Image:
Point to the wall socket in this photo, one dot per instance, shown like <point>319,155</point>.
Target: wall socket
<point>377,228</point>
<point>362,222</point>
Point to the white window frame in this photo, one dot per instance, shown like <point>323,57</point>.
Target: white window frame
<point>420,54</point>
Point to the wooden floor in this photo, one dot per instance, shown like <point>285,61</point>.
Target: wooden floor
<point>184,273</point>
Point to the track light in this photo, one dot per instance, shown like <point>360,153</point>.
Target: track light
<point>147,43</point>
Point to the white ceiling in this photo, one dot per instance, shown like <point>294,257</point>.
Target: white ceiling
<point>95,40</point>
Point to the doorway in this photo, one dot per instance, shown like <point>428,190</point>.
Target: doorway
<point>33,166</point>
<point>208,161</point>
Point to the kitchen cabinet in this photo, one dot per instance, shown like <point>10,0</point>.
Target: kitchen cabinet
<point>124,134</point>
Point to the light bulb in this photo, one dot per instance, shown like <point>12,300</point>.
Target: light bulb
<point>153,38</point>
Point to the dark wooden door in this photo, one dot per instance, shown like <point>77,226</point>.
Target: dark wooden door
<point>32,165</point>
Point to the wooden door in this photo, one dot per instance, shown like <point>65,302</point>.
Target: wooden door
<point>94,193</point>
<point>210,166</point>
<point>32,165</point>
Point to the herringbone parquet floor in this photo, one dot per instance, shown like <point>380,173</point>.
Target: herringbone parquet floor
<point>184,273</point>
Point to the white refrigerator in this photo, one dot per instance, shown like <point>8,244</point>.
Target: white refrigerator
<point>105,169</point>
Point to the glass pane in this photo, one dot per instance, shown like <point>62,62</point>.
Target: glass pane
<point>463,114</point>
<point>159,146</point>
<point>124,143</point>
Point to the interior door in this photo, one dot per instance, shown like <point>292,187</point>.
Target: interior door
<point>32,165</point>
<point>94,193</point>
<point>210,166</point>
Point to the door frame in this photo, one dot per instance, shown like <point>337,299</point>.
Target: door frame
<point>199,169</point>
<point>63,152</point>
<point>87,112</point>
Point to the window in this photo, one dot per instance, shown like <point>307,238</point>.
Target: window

☆ ☆ ☆ ☆ ☆ ☆ ☆

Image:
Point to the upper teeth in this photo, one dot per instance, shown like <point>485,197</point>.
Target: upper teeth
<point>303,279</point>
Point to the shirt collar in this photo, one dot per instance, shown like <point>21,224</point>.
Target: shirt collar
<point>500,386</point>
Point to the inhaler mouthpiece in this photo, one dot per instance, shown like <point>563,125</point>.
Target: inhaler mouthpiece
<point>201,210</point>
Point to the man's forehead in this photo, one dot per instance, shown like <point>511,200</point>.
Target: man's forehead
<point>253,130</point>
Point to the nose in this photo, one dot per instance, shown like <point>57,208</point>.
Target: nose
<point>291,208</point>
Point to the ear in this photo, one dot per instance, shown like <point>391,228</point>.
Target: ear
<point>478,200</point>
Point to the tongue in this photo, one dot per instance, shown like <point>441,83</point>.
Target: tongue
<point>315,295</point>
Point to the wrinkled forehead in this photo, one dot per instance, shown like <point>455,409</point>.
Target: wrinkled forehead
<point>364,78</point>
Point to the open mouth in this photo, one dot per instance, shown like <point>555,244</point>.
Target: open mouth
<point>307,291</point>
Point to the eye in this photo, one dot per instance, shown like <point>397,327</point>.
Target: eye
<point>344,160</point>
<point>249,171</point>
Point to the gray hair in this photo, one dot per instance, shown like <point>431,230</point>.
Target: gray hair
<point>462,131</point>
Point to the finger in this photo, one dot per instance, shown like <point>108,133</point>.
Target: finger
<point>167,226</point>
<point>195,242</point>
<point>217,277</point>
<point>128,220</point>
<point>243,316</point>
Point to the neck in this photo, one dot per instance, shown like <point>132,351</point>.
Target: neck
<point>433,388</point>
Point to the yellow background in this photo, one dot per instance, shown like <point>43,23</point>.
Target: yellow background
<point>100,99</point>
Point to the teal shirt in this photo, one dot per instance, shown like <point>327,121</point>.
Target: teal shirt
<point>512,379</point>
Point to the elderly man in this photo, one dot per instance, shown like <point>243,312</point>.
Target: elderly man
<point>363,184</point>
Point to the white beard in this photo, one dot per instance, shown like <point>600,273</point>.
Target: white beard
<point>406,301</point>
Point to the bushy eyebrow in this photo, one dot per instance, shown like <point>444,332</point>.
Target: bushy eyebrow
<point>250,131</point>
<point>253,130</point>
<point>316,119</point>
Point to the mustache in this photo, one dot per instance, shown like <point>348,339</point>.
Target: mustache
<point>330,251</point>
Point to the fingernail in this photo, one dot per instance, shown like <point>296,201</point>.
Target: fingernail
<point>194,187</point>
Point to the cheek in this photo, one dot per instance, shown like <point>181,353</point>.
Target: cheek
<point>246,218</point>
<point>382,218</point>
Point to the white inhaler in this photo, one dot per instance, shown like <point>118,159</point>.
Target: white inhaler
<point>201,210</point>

☆ ☆ ☆ ☆ ☆ ☆ ☆

#### [Task to complete]
Once the line with "Point to the upper" is found in the records above, print exactly that line and every line after it through the line with "Point to the shirt".

#### [Exercise response]
Point to the upper teeth in this photo, one dot per instance, shown like <point>485,197</point>.
Target: upper teeth
<point>303,279</point>
Point to the shirt collar in this photo, one dot per instance, shown like <point>21,224</point>.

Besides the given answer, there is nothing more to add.